- DATA SUPPLIED:
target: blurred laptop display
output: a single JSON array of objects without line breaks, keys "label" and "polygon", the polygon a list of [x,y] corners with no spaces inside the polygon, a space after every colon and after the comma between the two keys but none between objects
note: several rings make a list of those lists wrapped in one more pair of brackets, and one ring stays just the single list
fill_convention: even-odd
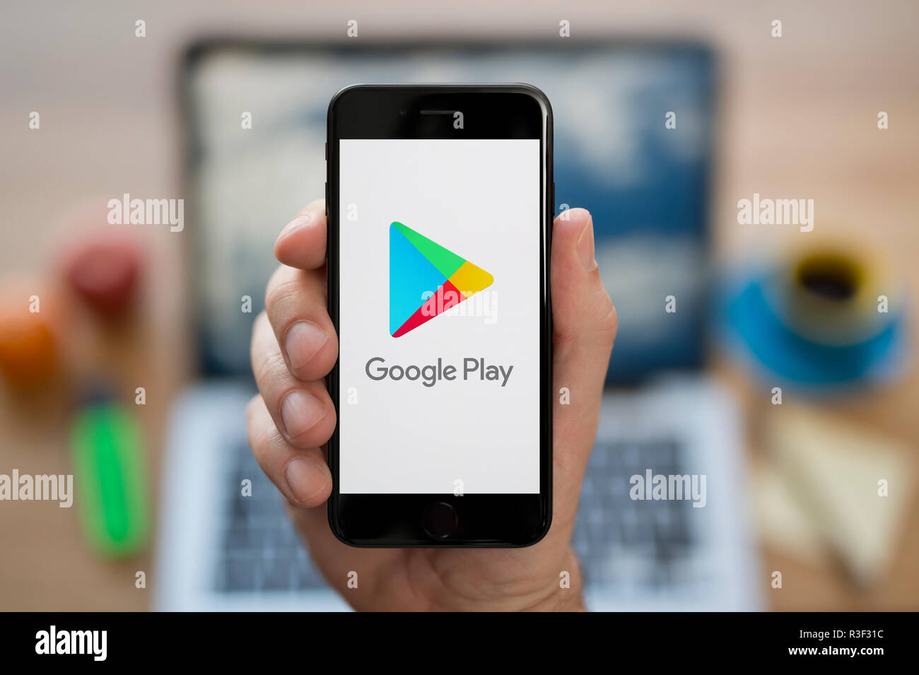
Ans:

- SET EXERCISE:
Reproduce the material above line for line without a single change, and leave out the picture.

- FINAL ANSWER:
target: blurred laptop display
output: a single JSON array of objects without line breaks, keys "label" and "polygon", the polygon a list of [x,y] corners with no spaces inside the polygon, a space after every colon and after the comma between the two keys but none between objects
note: several rings make a list of those lists wrapped in one more pair of brackets, and one ring stays just the single list
fill_convention: even-odd
Ans:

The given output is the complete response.